Rewrite the records below with "meerkat" swapped for "suricate" wherever it occurs, leaving everything else unchanged.

--- Dataset extract ---
==*==

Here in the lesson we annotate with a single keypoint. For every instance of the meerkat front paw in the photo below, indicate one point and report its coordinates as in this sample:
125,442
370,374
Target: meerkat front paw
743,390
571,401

==*==

--- Correct answer ---
Here in the lesson we annotate with a single keypoint. For every instance of the suricate front paw in the photo below, indicate one point and report its coordinates as in this sample:
125,442
370,374
Target: suricate front paw
743,390
571,401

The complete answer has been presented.